* WHAT THE EXERCISE ASKS
Which lines of the data below hold "branch"? Copy each of them.

* DATA FOR REVIEW
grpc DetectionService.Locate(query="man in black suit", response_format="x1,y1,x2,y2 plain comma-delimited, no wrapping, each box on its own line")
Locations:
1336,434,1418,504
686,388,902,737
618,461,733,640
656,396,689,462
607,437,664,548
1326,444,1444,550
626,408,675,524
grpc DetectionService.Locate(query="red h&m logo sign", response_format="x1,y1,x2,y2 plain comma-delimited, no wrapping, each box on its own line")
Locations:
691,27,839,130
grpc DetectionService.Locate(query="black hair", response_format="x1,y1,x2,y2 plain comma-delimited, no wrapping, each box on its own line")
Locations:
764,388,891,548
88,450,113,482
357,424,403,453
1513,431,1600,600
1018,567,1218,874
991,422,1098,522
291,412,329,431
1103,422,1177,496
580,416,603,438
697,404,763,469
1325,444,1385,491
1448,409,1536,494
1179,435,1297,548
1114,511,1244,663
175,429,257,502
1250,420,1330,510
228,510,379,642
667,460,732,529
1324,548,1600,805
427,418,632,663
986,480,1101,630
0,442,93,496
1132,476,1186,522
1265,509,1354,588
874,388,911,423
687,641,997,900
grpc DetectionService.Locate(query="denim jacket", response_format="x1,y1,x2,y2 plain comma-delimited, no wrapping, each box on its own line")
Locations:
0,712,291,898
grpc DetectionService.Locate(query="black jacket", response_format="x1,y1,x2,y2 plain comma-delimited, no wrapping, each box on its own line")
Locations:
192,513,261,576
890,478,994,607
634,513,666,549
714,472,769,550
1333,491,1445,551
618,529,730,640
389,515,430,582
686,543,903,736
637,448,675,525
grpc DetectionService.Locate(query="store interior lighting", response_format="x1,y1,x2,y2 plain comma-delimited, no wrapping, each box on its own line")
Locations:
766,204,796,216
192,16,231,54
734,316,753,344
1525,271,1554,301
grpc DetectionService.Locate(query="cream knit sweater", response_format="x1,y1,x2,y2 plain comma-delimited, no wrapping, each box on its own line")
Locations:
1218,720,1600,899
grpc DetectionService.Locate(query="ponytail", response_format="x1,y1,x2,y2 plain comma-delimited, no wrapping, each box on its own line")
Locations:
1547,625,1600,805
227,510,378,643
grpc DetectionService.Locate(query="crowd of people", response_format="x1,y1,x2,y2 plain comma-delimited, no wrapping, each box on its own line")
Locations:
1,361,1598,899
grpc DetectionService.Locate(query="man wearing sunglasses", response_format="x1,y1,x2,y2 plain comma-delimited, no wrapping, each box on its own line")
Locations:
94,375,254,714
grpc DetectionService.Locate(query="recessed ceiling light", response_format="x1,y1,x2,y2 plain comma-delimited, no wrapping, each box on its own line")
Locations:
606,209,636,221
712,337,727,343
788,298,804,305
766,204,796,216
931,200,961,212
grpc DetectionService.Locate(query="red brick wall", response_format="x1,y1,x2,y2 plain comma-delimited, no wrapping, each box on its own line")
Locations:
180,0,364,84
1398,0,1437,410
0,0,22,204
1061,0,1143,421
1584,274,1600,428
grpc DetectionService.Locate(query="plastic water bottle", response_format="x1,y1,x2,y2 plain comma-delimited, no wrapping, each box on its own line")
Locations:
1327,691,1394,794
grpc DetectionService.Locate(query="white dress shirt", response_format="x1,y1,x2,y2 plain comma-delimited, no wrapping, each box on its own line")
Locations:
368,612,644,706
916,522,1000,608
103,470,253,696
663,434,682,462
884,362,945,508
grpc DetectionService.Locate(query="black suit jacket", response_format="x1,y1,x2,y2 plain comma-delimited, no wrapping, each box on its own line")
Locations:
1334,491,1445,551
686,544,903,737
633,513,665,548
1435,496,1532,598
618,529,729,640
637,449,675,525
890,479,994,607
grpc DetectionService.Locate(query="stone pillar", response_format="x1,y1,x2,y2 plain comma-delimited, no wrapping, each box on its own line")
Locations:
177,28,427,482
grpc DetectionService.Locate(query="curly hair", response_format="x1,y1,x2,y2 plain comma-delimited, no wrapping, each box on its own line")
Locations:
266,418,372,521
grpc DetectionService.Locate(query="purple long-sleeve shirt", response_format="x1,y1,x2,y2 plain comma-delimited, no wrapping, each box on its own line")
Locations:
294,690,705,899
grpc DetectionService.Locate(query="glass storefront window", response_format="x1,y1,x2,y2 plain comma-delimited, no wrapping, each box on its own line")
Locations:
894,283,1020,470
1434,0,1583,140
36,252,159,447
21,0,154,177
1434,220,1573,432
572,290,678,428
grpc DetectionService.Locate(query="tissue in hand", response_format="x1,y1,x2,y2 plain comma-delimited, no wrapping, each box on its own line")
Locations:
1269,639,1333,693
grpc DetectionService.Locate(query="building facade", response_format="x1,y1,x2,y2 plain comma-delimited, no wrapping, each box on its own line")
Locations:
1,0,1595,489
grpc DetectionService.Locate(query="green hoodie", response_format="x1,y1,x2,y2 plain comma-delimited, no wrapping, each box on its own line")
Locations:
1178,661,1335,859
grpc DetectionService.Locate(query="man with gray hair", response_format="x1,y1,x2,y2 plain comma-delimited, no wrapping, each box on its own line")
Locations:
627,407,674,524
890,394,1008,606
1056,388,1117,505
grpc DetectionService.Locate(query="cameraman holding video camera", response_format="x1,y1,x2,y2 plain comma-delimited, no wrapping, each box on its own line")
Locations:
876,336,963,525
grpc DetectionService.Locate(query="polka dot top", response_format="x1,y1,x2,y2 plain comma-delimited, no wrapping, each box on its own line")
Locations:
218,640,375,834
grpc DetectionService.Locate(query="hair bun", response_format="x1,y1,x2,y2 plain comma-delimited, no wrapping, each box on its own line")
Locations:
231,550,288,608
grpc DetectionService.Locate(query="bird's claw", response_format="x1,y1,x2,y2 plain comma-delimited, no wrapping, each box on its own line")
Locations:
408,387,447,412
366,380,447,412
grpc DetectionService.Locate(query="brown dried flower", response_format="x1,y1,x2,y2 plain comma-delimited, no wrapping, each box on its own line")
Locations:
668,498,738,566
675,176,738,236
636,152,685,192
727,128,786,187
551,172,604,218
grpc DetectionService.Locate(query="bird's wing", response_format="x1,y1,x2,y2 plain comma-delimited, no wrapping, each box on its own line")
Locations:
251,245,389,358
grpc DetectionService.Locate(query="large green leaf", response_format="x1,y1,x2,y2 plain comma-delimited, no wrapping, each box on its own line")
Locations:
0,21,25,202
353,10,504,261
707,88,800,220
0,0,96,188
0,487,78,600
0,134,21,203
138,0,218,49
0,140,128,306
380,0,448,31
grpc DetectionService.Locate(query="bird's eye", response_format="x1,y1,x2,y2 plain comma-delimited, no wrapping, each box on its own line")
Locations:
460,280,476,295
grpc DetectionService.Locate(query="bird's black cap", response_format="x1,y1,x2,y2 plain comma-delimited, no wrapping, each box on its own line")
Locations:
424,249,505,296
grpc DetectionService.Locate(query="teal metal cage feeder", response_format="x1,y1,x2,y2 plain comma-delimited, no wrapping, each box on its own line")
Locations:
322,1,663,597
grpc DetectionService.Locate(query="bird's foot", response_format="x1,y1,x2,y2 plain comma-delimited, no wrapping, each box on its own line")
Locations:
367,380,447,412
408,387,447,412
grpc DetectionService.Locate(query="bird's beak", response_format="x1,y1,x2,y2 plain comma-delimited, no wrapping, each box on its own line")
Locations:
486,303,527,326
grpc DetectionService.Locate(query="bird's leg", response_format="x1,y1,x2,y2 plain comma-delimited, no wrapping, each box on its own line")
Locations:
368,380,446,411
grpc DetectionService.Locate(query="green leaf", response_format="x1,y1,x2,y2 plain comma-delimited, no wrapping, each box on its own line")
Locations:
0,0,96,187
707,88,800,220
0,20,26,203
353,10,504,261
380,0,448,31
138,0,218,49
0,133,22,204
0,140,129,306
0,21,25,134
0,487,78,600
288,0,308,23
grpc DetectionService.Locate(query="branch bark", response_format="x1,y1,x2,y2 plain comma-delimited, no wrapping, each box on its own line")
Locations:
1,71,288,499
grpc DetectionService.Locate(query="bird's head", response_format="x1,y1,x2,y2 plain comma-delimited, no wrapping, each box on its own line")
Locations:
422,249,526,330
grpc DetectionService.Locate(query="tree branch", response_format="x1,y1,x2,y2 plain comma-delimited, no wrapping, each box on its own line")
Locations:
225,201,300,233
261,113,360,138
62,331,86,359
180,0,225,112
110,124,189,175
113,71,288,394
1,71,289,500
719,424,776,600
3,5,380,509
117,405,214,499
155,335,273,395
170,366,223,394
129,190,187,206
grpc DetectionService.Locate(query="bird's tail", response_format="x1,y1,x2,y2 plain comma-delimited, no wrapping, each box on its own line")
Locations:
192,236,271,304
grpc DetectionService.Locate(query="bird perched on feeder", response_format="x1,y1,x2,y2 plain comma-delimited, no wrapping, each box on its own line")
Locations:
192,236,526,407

* SOLVED EXERCISE
grpc DetectionService.Locate(query="branch bark", response_format="x1,y1,x2,y2 plain comma-delimited, no wrapping, each box on its own line")
grpc DetectionService.Locate(query="tree branch", response_format="x1,y1,x2,y2 plain comma-delimited, no wrapping, each box on its own line")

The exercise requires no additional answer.